• [Arbeitsauftrag A]
Welche drei Gemeinden außer der Hauptstadt verzeichnen laut dem Dokumentauszug über die Wohnungspreise in Luxemburg mehr als 10.000 Euro pro Quadratmeter?
• [Arbeitsauftrag B]
Setzen Sie den Dokumentauszug über die Wohnungspreise rund um die Stadt Luxemburg im Anschluss an seinen letzten Satz fort.

• [Dokumentauszug]
━━━━━━━━━━━━━━━━━━━━

Die Wohnungskrise der Stadt Luxemburg wird auch für die Nachbargemeinden zum Problem. Eine Wohnung in Bartringen ist im Schnitt bereits teurer als in der Hauptstadt. Der ungezügelten Preissteigerung können die betroffenen Gemeinden allerdings nur wenig entgegenhalten.

Die Zahlen sprechen für sich: 13.211,34 Euro kostet ein Quadratmeter in Bartringen. Etwa 1.400 Euro mehr als noch vor eineinhalb Jahren – und 300 Euro mehr als der Durchschnittspreis in der Stadt Luxemburg. Es ist landesweit ein Höchstwert. Dies ist das Ergebnis einer systematischen Analyse von Immobilienanzeigen des Portals « athome.lu ». Die Daten zeigen, dass Bartringen und die Stadt Luxemburg zwar in einer eigenen Preisklasse spielen, doch dass auch andere Gemeinden um die Hauptstadt diesen Werten rasant näher kommen.

Die Kommunalpolitiker kriegen die Situation allerdings kaum noch in den Griff. In der Verantwortung stehen sowohl die Hauptstadt als auch der Staat. Dabei könnten die Folgen der Untätigkeit in der Wohnungspolitik für die Bevölkerung einschneidend sein.

Die Nähe zur Stadt entscheidet

Nicht weiter überraschend beeinflusst vor allem die Nähe zum Stadtzentrum die Höhe der angezeigten Verkaufspreise. Rund um die Stadt liegen die Preise pro Quadratmeter mehrheitlich zwischen 9.000 und 10.000 Euro. Lediglich die drei Westgemeinden Kopstal, Strassen und Bartringen verzeichnen Preise von mehr als 10.000 Euro pro Quadratmeter. Zusammen mit der Hauptstadt sind es die vier Kommunen des Landes mit den teuersten Wohnungen.

━━━━━━━━━━━━━━━━━━━━

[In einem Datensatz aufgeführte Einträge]
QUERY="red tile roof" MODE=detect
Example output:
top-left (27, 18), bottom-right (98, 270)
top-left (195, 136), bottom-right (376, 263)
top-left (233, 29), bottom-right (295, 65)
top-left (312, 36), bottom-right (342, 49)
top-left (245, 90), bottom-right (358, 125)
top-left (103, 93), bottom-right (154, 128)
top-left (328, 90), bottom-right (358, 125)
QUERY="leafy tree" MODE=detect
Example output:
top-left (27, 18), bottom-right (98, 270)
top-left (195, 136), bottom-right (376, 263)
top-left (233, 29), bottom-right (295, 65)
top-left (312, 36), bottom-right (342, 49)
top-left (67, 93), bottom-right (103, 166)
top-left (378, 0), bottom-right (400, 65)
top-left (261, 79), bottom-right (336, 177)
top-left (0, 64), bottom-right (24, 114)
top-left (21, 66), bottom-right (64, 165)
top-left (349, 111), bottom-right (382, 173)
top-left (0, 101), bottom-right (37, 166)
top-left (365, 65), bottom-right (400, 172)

━━━━━━━━━━━━━━━━━━━━

• [Antwortbereich A]
Kopstal, Strassen und Bartringen.

• [Antwortbereich B]
Währenddessen fällt nur eine Gemeinde mit vergleichbar günstigen Preisen auf. In Roeser kostet ein Quadratmeter knapp unter 8.000 Euro. Jedoch grenzt nur ein geringer Teil der Gemeinde an die Hauptstadt, zwischen dem Zentrum von Roeser und der Kockelscheuer liegen mehrere Kilometer Landstraße.


Neben der Distanz gibt es weitere Gründe, die die Preisentwicklung beeinflussen. „Die Anbindungen an den öffentlichen Transport, ausreichend Kinderbetreuungsplätze oder gute Schulen können die Attraktivität einzelner Kommunen auch erklären. Investitionen, die eine Gemeinde tätigt, beeinflussen auch die Preisentwicklung der Wohnungen“, erläutert Tom Becker im Gespräch mit Reporter.lu. Der Geograf der Universität Luxemburg forscht zur Raumplanung und Urbanistik in Luxemburg und Europa. Er macht jedoch auch andere Faktoren für die rasant steigenden Preise verantwortlich.

Wohnungskrise verlagert sich

Den Grund für die hohen Preise sieht der Forscher nicht bei den betroffenen Gemeinden selbst, sondern bei der Hauptstadt. „Würde in der Stadt mehr Wohnraum entstehen, würden die Preise in den Nachbargemeinden auch nicht mehr steigen“, so Tom Becker. Jedoch übersteigt die Nachfrage das Angebot weiterhin nicht nur in der Stadt, sondern landesweit. Somit verschärft sich die Preissteigerung fast ausnahmslos überall.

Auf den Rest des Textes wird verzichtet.